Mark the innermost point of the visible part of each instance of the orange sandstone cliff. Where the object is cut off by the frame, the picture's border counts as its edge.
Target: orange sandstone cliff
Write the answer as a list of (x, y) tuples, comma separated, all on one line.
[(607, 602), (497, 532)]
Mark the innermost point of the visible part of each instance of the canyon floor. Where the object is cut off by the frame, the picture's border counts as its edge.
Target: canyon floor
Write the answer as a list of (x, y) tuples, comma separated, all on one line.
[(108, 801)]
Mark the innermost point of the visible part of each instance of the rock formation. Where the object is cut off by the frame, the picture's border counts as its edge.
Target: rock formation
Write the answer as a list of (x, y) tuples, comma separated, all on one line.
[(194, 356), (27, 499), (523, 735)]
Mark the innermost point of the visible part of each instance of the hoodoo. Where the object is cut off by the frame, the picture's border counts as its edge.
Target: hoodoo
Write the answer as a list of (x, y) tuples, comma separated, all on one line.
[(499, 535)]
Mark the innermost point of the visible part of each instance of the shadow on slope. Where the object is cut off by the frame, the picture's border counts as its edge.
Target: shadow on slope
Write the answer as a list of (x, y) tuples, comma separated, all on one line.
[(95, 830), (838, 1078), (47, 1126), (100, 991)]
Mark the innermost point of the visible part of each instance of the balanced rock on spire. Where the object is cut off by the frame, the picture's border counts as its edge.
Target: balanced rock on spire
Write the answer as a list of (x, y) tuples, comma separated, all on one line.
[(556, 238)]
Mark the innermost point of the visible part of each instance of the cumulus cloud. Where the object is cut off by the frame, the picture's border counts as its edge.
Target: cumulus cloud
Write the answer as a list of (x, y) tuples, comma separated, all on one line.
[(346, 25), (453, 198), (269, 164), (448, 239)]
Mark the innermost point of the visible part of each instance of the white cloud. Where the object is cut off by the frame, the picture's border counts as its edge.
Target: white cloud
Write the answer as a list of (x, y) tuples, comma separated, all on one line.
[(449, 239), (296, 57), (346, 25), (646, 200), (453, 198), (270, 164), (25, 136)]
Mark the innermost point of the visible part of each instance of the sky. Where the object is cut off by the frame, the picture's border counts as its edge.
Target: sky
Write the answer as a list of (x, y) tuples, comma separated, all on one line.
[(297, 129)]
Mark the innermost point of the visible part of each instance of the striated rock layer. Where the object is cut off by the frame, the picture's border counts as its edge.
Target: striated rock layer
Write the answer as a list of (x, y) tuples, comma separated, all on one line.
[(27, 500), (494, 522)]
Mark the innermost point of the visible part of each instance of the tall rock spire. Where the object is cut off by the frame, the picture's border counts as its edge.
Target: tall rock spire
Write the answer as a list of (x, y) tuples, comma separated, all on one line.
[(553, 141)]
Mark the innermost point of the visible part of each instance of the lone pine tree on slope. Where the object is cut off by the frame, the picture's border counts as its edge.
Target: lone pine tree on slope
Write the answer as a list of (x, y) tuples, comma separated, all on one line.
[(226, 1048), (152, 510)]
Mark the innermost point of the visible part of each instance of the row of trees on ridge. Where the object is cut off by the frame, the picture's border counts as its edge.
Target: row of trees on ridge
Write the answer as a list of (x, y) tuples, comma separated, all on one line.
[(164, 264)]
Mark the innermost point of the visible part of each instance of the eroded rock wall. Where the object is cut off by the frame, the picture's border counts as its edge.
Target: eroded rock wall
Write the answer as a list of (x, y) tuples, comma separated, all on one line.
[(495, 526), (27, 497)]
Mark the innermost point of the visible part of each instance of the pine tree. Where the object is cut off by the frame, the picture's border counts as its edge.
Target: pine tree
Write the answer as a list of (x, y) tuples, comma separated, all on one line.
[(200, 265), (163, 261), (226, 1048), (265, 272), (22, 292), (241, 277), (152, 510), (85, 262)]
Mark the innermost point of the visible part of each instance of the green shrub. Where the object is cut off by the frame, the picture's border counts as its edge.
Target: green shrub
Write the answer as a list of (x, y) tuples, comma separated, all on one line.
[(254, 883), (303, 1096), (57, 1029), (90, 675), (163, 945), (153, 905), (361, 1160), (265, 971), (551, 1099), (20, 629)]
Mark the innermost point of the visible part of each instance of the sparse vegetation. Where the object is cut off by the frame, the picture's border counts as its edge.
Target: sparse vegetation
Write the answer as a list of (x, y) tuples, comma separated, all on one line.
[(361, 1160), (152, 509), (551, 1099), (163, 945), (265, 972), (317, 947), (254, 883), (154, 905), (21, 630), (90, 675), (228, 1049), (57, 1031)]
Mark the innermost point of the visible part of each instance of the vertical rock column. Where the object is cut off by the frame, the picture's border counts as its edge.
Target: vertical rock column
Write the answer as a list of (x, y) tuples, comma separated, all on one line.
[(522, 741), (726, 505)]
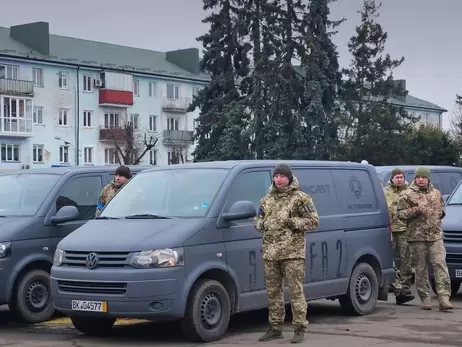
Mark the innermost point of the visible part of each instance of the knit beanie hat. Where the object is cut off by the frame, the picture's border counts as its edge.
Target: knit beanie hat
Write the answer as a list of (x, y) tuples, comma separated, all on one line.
[(124, 171), (283, 169), (423, 171), (396, 171)]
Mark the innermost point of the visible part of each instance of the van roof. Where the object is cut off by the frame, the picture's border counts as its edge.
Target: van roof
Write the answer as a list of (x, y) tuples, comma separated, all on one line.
[(230, 164), (62, 170)]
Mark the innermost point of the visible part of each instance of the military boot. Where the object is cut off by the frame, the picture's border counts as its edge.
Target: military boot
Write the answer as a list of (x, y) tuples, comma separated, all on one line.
[(299, 335), (271, 334), (445, 305)]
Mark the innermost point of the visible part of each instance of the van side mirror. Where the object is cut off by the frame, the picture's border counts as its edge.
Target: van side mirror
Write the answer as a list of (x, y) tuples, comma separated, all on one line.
[(65, 214), (240, 210)]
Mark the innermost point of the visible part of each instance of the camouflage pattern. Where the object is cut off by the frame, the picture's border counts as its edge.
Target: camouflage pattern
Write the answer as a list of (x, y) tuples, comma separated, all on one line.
[(422, 209), (402, 254), (435, 253), (293, 271), (392, 193), (106, 195), (283, 218)]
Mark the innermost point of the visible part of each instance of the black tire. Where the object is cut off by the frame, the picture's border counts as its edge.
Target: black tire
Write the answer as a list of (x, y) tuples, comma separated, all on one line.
[(196, 325), (31, 301), (363, 291), (93, 326), (455, 286)]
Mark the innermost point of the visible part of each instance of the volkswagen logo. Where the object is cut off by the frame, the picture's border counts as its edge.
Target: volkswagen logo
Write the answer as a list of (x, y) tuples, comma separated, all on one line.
[(92, 261)]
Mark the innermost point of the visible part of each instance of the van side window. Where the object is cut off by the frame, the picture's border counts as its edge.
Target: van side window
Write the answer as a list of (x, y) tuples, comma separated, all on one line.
[(318, 184), (83, 193), (251, 186), (355, 191)]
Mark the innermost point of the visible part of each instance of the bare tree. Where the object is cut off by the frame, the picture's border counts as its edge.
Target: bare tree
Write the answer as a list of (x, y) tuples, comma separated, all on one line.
[(131, 144)]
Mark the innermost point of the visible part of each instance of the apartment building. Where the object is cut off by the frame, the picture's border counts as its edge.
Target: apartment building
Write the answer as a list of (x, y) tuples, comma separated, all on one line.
[(67, 101)]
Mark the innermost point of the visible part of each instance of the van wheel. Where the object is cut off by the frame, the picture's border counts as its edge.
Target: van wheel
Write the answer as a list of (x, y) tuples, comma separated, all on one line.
[(208, 312), (363, 291), (93, 326), (31, 301)]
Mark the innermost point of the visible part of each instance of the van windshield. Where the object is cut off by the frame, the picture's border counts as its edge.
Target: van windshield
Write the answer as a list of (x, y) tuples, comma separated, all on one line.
[(23, 194), (177, 193)]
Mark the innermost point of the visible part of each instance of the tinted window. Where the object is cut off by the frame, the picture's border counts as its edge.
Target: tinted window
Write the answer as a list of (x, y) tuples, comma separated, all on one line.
[(177, 193), (355, 191), (81, 192), (251, 186), (23, 194), (318, 184)]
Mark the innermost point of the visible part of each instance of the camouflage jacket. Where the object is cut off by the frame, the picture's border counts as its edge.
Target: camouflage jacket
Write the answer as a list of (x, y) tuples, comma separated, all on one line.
[(106, 195), (283, 218), (423, 210), (392, 194)]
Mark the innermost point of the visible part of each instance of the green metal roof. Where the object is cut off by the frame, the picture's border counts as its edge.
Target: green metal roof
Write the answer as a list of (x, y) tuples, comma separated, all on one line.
[(81, 52)]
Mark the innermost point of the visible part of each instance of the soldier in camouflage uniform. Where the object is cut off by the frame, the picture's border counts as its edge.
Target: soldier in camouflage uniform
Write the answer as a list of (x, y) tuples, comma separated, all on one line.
[(122, 175), (402, 260), (422, 207), (285, 214)]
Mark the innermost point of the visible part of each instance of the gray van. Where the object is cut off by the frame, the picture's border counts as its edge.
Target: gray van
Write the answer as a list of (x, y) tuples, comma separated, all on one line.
[(179, 243), (32, 204), (445, 178)]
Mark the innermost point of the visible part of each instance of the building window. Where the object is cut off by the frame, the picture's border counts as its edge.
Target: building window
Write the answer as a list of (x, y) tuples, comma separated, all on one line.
[(63, 120), (64, 154), (136, 87), (173, 124), (135, 121), (152, 89), (87, 119), (173, 91), (17, 115), (10, 153), (62, 80), (37, 74), (38, 115), (37, 154), (10, 72), (152, 123), (110, 156), (153, 157), (88, 155), (87, 87), (111, 120)]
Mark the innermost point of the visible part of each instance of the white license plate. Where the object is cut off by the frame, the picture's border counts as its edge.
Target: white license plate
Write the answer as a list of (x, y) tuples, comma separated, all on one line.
[(89, 306)]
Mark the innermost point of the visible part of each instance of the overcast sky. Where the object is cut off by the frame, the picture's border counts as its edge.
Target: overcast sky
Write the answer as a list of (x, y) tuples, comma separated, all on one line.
[(425, 32)]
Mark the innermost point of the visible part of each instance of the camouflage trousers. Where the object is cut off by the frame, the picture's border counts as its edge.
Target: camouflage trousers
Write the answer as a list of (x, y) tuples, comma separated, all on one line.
[(431, 252), (402, 261), (293, 272)]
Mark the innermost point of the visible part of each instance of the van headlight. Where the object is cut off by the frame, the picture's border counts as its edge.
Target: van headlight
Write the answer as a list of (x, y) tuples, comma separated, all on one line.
[(58, 257), (158, 258)]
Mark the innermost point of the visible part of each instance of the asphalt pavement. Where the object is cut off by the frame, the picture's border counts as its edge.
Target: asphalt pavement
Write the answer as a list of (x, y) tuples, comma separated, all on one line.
[(397, 326)]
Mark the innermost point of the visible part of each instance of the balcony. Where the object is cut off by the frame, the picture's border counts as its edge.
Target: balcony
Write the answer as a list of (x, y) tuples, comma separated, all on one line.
[(16, 87), (113, 134), (177, 137), (179, 105), (115, 98)]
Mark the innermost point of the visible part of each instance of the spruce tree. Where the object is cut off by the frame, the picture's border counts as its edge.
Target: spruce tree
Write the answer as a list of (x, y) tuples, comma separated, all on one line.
[(375, 129), (225, 59)]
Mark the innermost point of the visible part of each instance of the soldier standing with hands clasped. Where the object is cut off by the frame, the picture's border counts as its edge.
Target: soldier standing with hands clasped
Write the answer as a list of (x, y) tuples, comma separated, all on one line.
[(285, 214), (422, 207)]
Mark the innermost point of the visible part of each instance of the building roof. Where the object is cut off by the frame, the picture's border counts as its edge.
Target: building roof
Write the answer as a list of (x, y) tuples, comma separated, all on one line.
[(33, 41)]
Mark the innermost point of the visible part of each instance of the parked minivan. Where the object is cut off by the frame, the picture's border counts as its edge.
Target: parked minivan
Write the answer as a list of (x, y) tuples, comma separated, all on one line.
[(444, 178), (179, 243), (31, 206)]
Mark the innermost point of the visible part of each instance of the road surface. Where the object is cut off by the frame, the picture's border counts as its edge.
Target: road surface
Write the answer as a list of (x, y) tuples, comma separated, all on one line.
[(400, 326)]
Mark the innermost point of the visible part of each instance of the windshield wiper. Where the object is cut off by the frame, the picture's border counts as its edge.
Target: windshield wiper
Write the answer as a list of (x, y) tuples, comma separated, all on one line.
[(146, 216)]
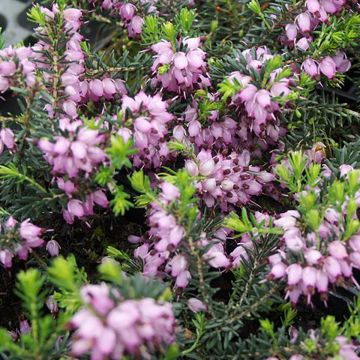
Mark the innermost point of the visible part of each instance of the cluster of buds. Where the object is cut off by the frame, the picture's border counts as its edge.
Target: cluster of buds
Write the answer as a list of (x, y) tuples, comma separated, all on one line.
[(180, 67), (345, 349), (7, 139), (17, 67), (128, 12), (75, 87), (164, 249), (146, 121), (212, 133), (159, 249), (329, 66), (110, 327), (18, 239), (227, 179), (259, 105), (73, 158), (298, 33), (311, 262)]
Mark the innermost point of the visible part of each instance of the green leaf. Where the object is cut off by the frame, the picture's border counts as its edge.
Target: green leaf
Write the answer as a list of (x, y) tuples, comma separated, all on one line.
[(120, 204), (119, 152)]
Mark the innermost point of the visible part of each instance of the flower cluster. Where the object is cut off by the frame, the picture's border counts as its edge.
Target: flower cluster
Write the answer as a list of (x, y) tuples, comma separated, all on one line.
[(328, 66), (207, 130), (18, 239), (298, 33), (326, 253), (179, 67), (79, 153), (164, 248), (259, 105), (16, 67), (228, 180), (159, 246), (7, 139), (110, 327), (146, 119)]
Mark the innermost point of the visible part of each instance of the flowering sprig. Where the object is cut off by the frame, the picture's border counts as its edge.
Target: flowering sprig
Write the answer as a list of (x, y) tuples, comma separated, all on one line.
[(18, 240)]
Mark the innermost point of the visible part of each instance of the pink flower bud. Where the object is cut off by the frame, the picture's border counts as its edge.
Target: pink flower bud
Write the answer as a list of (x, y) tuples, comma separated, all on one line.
[(322, 281), (278, 270), (135, 26), (100, 198), (310, 67), (7, 68), (180, 60), (10, 223), (75, 207), (142, 125), (312, 256), (72, 15), (195, 305), (294, 243), (332, 268), (96, 87), (109, 86), (178, 265), (303, 44), (183, 279), (29, 231), (7, 137), (53, 247), (303, 20), (62, 145), (127, 11), (170, 191), (207, 168), (294, 273), (191, 167), (337, 250), (217, 259), (313, 5), (52, 305), (328, 67), (248, 93), (309, 277), (263, 98), (194, 128), (24, 327), (6, 258), (291, 31), (69, 107), (342, 63), (78, 149), (4, 84), (345, 169)]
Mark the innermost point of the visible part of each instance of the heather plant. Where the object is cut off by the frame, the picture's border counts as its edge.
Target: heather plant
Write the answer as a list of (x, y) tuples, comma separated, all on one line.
[(180, 179)]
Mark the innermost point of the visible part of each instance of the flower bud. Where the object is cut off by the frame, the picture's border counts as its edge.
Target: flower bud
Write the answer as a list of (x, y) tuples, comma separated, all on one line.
[(195, 305)]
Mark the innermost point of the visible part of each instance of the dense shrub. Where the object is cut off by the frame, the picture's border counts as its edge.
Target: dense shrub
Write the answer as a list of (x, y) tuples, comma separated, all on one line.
[(192, 168)]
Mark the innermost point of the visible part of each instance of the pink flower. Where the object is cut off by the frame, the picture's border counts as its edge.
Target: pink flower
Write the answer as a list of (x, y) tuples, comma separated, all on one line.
[(304, 22), (29, 231), (53, 247), (294, 273), (76, 208), (7, 137), (310, 67), (327, 67), (196, 305)]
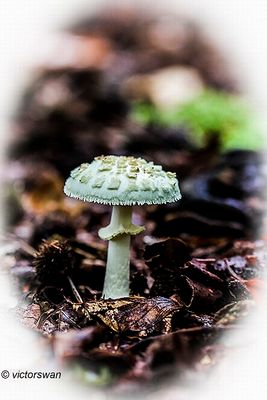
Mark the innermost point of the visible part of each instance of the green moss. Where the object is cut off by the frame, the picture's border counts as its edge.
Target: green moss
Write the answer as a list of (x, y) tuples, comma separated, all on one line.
[(210, 112)]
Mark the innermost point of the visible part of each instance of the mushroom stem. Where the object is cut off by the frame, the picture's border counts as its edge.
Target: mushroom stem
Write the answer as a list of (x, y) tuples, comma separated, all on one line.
[(118, 232), (117, 271)]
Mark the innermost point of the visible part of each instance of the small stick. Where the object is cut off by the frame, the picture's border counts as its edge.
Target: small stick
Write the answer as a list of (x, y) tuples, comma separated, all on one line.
[(75, 291)]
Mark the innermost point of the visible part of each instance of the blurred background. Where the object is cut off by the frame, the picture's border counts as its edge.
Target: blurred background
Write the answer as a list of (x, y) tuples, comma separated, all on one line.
[(30, 36)]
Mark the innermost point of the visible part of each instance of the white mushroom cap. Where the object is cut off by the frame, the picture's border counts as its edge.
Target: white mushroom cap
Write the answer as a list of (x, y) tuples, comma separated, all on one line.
[(120, 180)]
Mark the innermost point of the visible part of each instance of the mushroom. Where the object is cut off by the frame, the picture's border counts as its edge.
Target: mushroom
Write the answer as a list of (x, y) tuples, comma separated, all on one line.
[(121, 182)]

Challenge :: Please copy the data verbatim, starting at the line that contains "of the hoodoo." and ending after the line that contains "[(499, 535)]".

Exercise answer ::
Mark the innermost point of the visible part of each instance of the hoodoo. Where the object is cut off by the frame, the picture's border counts as its edge.
Target: hoodoo
Write the answer as a list of (x, y) tuples, comma separated, all on one line.
[(499, 535)]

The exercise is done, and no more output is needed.